_Texte:_
= = = = = = =

Résultat : Facebook, meilleur moteur de ciblage, et Google, meilleur moteur de recherche, ont pris le contrôle de la distribution des créateurs et des médias d’information.

Mais ils en refusent toujours les responsabilités : trop 20ème siècle !

Car Google, Facebook, Twitter ou LinkedIn se présentent comme des plateformes technologiques neutres, des hébergeurs, qui ne prennent pas de décisions éditoriales, ne produisent pas de contenus elles-mêmes, et n’emploient pas de journalistes. Elles estiment donc, contre toute évidence, ne pouvoir être donc assimilées à des médias, refusant d’en assumer les devoirs. Or non seulement, elles diffusent les contenus, qui informent bien ou mal les citoyens, mais elles vivent—grassement on l’a vu —de la pub qui y est associée.

= = = = = = =

(Enregistrements du jeu de données de pointage)
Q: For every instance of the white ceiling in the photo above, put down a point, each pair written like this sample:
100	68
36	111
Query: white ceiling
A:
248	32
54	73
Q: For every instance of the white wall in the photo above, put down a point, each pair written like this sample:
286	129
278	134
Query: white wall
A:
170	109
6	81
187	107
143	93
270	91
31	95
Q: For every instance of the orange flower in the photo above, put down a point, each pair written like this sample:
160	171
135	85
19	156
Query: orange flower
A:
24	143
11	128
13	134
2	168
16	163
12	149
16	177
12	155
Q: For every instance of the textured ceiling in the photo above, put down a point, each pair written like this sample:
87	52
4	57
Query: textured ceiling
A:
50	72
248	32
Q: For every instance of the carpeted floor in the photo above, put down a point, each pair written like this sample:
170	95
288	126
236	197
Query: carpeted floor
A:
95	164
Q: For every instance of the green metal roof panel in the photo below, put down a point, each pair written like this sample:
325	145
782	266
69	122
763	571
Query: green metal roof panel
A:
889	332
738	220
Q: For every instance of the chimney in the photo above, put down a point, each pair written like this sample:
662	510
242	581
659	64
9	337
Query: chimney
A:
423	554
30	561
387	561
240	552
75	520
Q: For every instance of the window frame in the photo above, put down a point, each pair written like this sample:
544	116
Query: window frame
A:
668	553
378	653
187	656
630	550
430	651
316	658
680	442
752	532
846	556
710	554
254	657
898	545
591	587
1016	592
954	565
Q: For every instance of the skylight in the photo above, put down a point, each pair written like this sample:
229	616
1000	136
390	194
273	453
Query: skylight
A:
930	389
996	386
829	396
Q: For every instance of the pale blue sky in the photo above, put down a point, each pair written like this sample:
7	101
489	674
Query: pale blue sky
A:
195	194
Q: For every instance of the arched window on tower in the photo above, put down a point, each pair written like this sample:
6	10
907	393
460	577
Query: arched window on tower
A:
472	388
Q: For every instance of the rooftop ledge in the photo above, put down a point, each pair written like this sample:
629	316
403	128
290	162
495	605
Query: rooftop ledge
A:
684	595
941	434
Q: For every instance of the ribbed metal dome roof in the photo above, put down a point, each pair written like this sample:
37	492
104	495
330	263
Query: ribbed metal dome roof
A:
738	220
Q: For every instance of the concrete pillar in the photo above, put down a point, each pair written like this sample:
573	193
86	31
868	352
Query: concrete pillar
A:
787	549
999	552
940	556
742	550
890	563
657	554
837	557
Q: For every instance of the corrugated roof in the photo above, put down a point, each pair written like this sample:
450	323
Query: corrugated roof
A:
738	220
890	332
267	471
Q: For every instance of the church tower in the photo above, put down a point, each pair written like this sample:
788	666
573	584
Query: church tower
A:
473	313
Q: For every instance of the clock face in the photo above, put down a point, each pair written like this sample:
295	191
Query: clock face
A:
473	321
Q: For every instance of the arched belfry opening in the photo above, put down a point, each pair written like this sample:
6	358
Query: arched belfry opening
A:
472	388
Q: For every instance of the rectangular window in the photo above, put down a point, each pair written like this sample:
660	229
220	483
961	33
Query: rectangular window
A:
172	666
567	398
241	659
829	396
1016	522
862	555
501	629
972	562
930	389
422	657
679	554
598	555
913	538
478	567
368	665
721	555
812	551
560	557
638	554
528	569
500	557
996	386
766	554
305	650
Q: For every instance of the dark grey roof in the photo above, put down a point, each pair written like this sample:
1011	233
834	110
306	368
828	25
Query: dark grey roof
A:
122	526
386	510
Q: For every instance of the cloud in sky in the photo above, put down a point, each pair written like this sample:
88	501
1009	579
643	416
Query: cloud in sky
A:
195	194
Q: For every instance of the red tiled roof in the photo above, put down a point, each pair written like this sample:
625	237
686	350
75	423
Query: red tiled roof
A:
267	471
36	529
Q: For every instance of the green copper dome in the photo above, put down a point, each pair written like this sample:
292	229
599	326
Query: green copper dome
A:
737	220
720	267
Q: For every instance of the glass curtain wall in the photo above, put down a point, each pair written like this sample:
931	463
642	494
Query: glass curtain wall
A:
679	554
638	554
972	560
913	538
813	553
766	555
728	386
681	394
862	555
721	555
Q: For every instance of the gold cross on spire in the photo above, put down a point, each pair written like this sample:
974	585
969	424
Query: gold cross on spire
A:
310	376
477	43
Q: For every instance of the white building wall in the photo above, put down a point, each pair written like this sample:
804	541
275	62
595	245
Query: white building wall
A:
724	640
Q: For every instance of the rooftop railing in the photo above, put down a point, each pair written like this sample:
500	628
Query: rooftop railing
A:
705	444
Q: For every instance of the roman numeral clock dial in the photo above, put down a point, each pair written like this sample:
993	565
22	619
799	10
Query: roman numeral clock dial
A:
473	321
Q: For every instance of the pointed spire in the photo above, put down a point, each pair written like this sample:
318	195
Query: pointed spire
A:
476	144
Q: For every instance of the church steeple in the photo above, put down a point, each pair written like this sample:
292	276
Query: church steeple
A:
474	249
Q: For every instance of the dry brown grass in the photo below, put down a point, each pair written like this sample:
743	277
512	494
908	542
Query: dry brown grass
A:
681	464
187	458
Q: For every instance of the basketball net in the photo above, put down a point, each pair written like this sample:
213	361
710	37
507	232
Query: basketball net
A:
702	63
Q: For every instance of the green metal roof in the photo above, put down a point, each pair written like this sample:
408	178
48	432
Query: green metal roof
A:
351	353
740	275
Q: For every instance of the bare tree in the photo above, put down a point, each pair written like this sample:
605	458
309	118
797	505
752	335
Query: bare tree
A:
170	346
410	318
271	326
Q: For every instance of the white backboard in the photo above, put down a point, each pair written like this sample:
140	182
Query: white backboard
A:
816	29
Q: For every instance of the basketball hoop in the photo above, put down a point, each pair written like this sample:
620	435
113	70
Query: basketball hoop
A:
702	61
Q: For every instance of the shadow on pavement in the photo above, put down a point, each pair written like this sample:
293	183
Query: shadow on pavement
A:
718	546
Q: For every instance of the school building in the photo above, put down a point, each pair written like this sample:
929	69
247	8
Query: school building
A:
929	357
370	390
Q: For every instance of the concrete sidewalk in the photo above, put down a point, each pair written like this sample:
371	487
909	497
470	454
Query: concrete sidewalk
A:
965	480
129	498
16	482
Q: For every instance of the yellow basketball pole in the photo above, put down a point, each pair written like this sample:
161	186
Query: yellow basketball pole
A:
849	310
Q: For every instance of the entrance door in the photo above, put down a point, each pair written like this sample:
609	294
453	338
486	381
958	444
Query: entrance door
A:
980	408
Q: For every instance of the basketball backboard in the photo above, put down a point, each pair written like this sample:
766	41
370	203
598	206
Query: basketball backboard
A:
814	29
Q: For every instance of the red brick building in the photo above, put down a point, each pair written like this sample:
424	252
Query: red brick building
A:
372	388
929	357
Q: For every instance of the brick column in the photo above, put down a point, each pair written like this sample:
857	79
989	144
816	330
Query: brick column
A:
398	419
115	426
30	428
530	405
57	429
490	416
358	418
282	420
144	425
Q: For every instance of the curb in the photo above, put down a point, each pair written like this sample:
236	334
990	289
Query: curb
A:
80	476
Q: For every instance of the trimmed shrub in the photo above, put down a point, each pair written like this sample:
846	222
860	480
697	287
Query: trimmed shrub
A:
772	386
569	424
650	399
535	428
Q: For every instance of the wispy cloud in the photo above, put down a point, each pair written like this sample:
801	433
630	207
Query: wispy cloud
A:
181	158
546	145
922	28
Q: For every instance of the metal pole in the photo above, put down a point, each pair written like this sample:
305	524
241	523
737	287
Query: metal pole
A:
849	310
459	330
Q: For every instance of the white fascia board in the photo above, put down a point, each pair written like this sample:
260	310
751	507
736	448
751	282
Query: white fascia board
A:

= = = = = = =

_Consigne:_
Répondez à ces questions sur le texte consacré aux grandes plateformes numériques :
1. Quelle entreprise le texte qualifie-t-il de meilleur moteur de ciblage ?
2. Comment Google, Facebook, Twitter ou LinkedIn se présentent-ils ?
3. De quoi ces plateformes vivent-elles, selon le texte ?

_Réponse:_
1. Facebook.
2. Comme des plateformes technologiques neutres, des hébergeurs.
3. De la publicité associée aux contenus qu'elles diffusent.